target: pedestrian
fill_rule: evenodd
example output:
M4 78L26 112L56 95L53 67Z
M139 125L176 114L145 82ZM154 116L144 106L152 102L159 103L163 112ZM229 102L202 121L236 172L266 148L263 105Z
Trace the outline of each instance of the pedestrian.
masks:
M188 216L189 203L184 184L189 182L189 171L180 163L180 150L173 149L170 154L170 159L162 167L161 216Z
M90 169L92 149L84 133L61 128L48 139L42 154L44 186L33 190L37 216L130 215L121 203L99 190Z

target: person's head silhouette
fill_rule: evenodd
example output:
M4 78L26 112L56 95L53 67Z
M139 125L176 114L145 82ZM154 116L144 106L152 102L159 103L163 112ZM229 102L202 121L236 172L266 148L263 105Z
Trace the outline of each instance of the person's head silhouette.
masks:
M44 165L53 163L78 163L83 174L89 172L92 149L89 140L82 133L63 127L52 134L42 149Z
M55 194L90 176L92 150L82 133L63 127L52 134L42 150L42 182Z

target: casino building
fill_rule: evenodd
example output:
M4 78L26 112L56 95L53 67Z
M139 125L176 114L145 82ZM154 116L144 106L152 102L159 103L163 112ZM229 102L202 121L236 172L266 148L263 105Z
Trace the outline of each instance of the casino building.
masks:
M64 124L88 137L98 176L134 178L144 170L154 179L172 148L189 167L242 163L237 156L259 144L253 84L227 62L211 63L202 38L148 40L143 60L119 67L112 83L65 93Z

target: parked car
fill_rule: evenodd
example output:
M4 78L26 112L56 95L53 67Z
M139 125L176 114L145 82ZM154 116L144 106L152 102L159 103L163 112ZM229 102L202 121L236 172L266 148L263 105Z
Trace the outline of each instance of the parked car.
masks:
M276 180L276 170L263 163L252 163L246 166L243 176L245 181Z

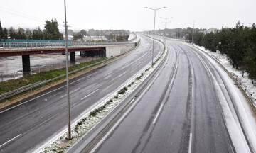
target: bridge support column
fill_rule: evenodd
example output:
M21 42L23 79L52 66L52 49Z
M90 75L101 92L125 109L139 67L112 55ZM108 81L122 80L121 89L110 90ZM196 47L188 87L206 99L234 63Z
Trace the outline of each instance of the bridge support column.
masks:
M75 52L71 52L70 53L70 62L75 62Z
M29 55L22 55L22 67L23 72L31 71Z

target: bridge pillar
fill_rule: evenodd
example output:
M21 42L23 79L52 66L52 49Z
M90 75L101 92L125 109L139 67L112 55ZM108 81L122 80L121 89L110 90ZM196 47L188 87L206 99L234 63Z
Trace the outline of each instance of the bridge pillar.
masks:
M30 72L30 57L29 55L22 55L23 72Z
M75 52L70 52L70 62L75 62Z

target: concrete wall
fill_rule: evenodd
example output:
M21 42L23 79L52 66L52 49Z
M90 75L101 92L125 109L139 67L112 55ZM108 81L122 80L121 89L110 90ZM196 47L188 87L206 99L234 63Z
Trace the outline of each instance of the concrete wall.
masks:
M119 55L128 51L129 49L135 47L135 43L118 45L107 45L106 46L106 57L111 57Z

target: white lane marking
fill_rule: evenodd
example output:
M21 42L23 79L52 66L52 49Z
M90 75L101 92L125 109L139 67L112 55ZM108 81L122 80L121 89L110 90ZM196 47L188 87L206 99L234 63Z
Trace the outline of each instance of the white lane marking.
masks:
M190 134L190 137L189 137L188 153L191 153L191 147L192 147L192 133Z
M119 75L119 76L120 77L121 76L124 75L124 74L127 73L127 72L124 72L123 74L122 74L121 75Z
M80 88L78 88L78 89L75 89L75 90L73 91L70 92L70 94L72 94L72 93L73 93L73 92L75 92L75 91L76 91L79 90L79 89L80 89ZM65 94L65 95L64 95L64 96L62 96L60 97L60 98L63 98L63 97L65 97L65 96L67 96L67 94Z
M134 101L135 98L133 98L133 100L132 100L131 103L132 103ZM100 141L94 147L94 148L92 148L92 149L90 152L90 153L93 153L95 152L95 150L97 149L97 148L99 147L99 146L105 141L105 140L110 135L110 133L112 133L112 132L116 128L116 127L120 123L120 122L122 120L123 120L123 119L124 118L124 117L127 116L127 115L131 111L132 108L133 108L135 106L135 104L137 103L137 102L132 103L132 106L130 106L130 108L129 108L129 109L127 110L127 111L126 111L124 113L124 114L121 117L121 118L115 123L115 125L107 132L107 133L104 135L104 137L102 137L102 140L100 140Z
M154 124L154 123L156 123L156 119L157 119L158 116L159 115L159 113L160 113L160 112L161 112L161 108L162 108L162 107L163 107L163 103L161 104L160 108L159 109L159 110L158 110L158 112L157 112L156 116L155 119L154 119L154 121L153 121L153 124Z
M74 84L74 83L75 83L75 82L77 82L77 81L80 81L81 79L85 79L85 78L89 77L90 76L92 76L92 75L95 74L95 73L97 73L97 72L95 72L95 73L93 73L93 74L90 74L90 75L87 75L87 76L85 76L85 77L82 77L82 78L80 78L80 79L78 79L78 80L75 80L75 81L73 81L73 82L70 83L70 84Z
M2 147L3 145L7 144L8 142L10 142L11 141L15 140L16 138L18 137L21 136L21 134L19 134L18 135L16 136L15 137L12 138L11 140L10 140L7 141L6 142L1 144L1 145L0 145L0 147Z
M174 76L173 76L173 78L171 79L171 84L172 84L174 83Z
M108 75L110 75L111 73L112 73L112 72L110 72L110 73L107 73L107 74L105 74L104 76L108 76Z
M135 65L135 67L136 66L137 66L137 65L139 65L139 64L141 64L142 62L139 62L138 64L137 64L136 65Z
M81 98L81 100L85 98L86 97L89 96L90 95L92 94L93 93L96 92L96 91L98 91L98 90L99 90L99 89L97 89L97 90L95 90L95 91L92 92L91 94L88 94L87 96L85 96L84 98Z
M95 73L96 73L96 72L95 72ZM77 82L77 81L81 80L81 79L85 79L85 78L86 78L86 77L88 77L88 76L91 76L91 75L92 75L92 74L95 74L95 73L91 74L90 75L86 76L85 77L83 77L83 78L81 78L81 79L78 79L78 80L76 80L76 81L70 83L70 84L73 84L73 83L75 83L75 82ZM33 101L33 100L35 100L35 99L38 98L40 98L40 97L42 97L42 96L46 96L46 95L47 95L47 94L50 94L50 93L54 92L54 91L55 91L60 89L64 88L64 87L65 87L65 86L67 86L67 85L65 85L65 86L61 86L61 87L60 87L60 88L58 88L58 89L54 89L54 90L53 90L53 91L49 91L49 92L48 92L48 93L46 93L46 94L42 94L41 96L39 96L35 97L35 98L31 98L31 99L30 99L30 100L28 100L28 101L26 101L26 102L24 102L24 103L20 103L20 104L18 104L18 105L14 106L14 107L11 107L11 108L8 108L8 109L6 109L6 110L0 112L0 113L2 113L6 112L6 111L8 111L8 110L11 110L11 109L13 109L13 108L16 108L16 107L21 106L21 105L25 104L25 103L28 103L28 102L31 101Z

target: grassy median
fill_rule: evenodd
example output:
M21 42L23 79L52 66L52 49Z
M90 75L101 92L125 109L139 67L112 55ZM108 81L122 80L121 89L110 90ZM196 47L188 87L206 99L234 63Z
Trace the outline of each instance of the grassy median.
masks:
M95 60L90 61L89 62L85 62L85 63L80 63L78 64L73 66L70 66L68 67L68 72L72 72L82 67L85 67L87 66L93 64L95 63L101 62L102 60L106 60L107 58L101 58ZM91 67L88 67L87 69L85 69L81 71L84 71L88 69L91 69ZM78 73L76 72L76 73ZM76 74L75 73L75 74ZM6 81L0 82L0 94L3 94L6 92L9 92L13 90L15 90L16 89L21 88L22 86L34 84L36 82L39 82L44 80L48 80L55 77L57 77L58 76L60 76L62 74L65 74L65 68L62 68L59 69L53 69L50 70L48 72L42 72L38 74L33 74L32 75L26 76L25 77L19 78L17 79L12 79L12 80L8 80ZM64 78L64 77L63 77ZM49 84L54 83L63 78L60 78L59 79L54 80Z

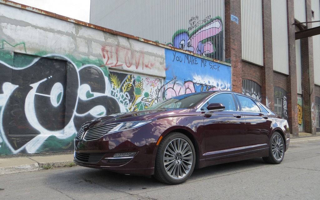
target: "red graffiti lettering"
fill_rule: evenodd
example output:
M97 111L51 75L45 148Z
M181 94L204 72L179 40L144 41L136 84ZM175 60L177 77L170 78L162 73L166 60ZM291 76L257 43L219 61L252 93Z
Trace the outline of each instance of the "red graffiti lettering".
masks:
M140 68L143 70L145 68L151 69L155 66L154 62L146 59L145 54L132 52L130 49L105 46L101 48L101 51L105 64L108 67L114 68L125 64L128 68L133 65L136 69Z

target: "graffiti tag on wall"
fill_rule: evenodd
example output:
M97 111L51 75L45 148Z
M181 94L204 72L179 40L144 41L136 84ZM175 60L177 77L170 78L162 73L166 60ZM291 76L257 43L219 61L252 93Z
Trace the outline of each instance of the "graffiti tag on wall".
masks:
M302 101L302 97L298 97L298 128L299 132L303 132L304 130L303 127L303 107Z
M165 97L196 92L231 90L231 68L166 49Z
M38 152L52 136L58 145L45 148L71 150L71 136L84 122L121 111L94 65L78 69L67 57L48 55L22 67L0 61L0 135L7 152Z
M110 72L111 94L126 111L143 110L162 100L163 80Z
M200 21L205 21L204 23L197 27L191 33L189 30L186 30L178 31L172 37L172 43L168 44L208 57L217 59L221 59L217 57L215 53L216 46L220 49L223 48L221 45L222 39L219 37L216 40L215 38L216 36L218 36L218 35L222 33L222 21L218 17L210 20L206 18ZM190 27L191 29L198 26L198 23L195 21L199 21L197 16L191 19L189 21L189 22L193 25ZM220 44L216 44L216 41ZM222 49L219 49L219 51L222 52Z

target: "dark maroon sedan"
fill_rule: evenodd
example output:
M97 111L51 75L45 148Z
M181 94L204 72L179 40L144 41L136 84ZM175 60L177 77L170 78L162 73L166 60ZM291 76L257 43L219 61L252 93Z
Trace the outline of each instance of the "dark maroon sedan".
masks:
M257 157L279 164L290 136L286 120L252 98L203 92L84 123L75 139L74 161L177 184L195 168Z

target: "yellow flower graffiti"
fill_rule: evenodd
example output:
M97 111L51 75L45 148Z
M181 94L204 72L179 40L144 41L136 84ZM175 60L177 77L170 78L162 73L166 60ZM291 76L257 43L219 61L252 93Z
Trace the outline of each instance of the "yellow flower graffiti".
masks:
M302 106L300 104L298 104L298 124L299 126L301 125L302 122L302 111L303 111Z

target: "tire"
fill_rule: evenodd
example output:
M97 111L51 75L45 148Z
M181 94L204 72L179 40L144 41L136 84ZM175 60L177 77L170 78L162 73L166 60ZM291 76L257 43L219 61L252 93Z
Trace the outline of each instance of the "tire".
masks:
M159 144L154 177L167 184L183 183L191 175L195 163L194 147L189 138L181 133L170 133Z
M263 157L267 163L279 164L284 156L284 143L283 138L277 132L271 136L269 148L269 156Z

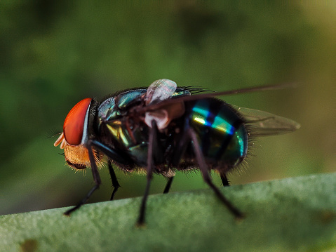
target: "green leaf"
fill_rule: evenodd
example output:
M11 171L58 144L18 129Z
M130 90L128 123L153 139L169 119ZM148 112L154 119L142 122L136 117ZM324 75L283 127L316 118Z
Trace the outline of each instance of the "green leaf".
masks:
M222 188L237 221L210 190L0 217L1 251L336 251L336 173ZM51 195L51 197L53 197Z

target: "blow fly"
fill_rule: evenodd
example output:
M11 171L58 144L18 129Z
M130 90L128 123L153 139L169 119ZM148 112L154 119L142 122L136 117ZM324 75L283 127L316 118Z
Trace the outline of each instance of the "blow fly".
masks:
M126 172L145 170L147 185L137 225L145 223L146 201L153 173L168 179L168 192L177 171L199 169L205 182L236 218L243 213L213 184L211 170L218 172L224 185L226 174L245 159L249 139L294 131L297 123L267 112L234 107L215 98L257 91L278 89L283 85L201 93L202 88L177 87L159 79L148 88L123 91L102 101L86 98L69 112L60 144L65 161L75 169L90 166L95 185L76 206L79 208L101 184L98 167L107 162L114 190L119 187L112 164Z

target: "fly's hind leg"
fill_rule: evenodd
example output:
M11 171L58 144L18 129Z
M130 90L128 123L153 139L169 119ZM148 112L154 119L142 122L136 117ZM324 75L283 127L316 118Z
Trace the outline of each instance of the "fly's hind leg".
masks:
M197 161L199 165L199 168L202 173L203 178L204 181L210 187L210 188L215 192L216 196L220 201L228 208L228 209L232 213L232 214L236 218L242 218L243 217L243 213L236 208L220 192L218 188L213 184L211 177L208 169L206 161L204 160L204 156L203 155L202 151L199 146L199 144L197 140L197 137L196 135L195 131L192 128L188 130L189 135L191 140L193 142L194 151L195 152L195 156L197 159Z

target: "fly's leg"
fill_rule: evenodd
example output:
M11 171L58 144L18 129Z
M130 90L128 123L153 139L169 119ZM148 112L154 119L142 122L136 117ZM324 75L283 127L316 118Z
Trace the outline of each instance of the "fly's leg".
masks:
M223 187L227 187L230 185L230 183L229 183L229 180L227 178L227 175L225 174L221 174L220 175L220 179L222 180L222 184L223 185Z
M149 194L149 187L153 178L153 151L154 150L154 145L156 140L157 135L157 126L156 122L152 121L152 128L149 130L149 137L148 140L148 153L147 153L147 183L145 190L142 201L141 202L140 211L139 213L139 218L137 219L137 225L141 227L145 224L145 217L146 211L146 202L147 201L148 194Z
M97 165L95 164L95 157L93 156L93 152L92 151L91 145L88 146L88 157L90 159L90 163L91 164L91 170L92 170L92 175L93 175L93 180L95 181L95 186L92 187L92 189L88 192L88 194L76 206L74 206L72 208L69 209L64 215L70 215L70 214L79 208L82 205L83 205L90 198L91 194L95 192L97 189L99 188L100 184L102 183L102 180L100 180L100 176L99 175L98 169L97 168Z
M116 179L116 173L114 173L114 170L113 169L112 165L111 164L111 161L109 160L108 164L109 175L111 176L111 180L112 181L112 187L113 187L113 192L112 194L111 195L111 199L109 200L113 200L114 197L114 194L116 194L118 189L120 187L120 185L118 183L118 180Z
M196 135L195 131L192 128L188 130L189 135L191 138L191 140L193 142L194 151L195 152L196 158L199 165L199 168L202 173L203 178L204 181L211 187L211 189L215 192L218 199L229 208L229 210L232 213L232 214L236 218L242 218L243 217L243 213L237 209L232 204L224 197L224 195L220 192L218 188L213 183L211 180L211 177L209 173L209 171L204 160L204 157L201 150L199 144L197 140L197 137Z
M174 177L168 178L168 180L167 182L167 184L166 185L166 187L165 187L165 190L163 191L163 193L168 193L169 192L169 190L170 190L171 183L173 183L173 178L174 178Z

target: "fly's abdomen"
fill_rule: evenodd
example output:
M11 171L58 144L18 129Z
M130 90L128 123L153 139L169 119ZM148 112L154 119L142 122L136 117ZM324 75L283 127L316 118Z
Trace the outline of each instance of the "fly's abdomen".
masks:
M228 167L239 164L246 156L248 135L238 112L213 98L189 105L189 125L196 133L207 161Z

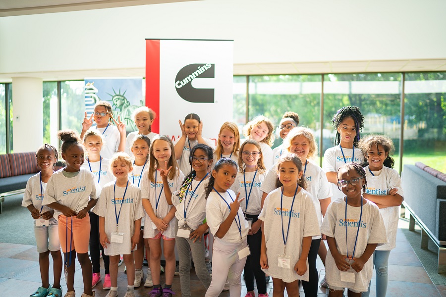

• PROBLEM TO SOLVE: Replace "concrete wall" with "retaining wall" in the records, beginning at the line that contains "target: concrete wall" and stopping after the line that contains "M119 55L128 51L129". Reproduce only those lines, leaving everything else in them unchanged.

• PROBLEM SOLUTION:
target: retaining wall
fill_rule: evenodd
example output:
M21 42L23 79L52 66L52 49Z
M90 75L101 92L125 109L139 67L112 55ZM108 81L122 80L121 89L110 90ZM196 47L188 87L206 99L234 63Z
Trace the outline of each instance of the retaining wall.
masks:
M119 55L128 51L129 49L135 47L135 43L118 45L107 45L106 46L106 57L111 57Z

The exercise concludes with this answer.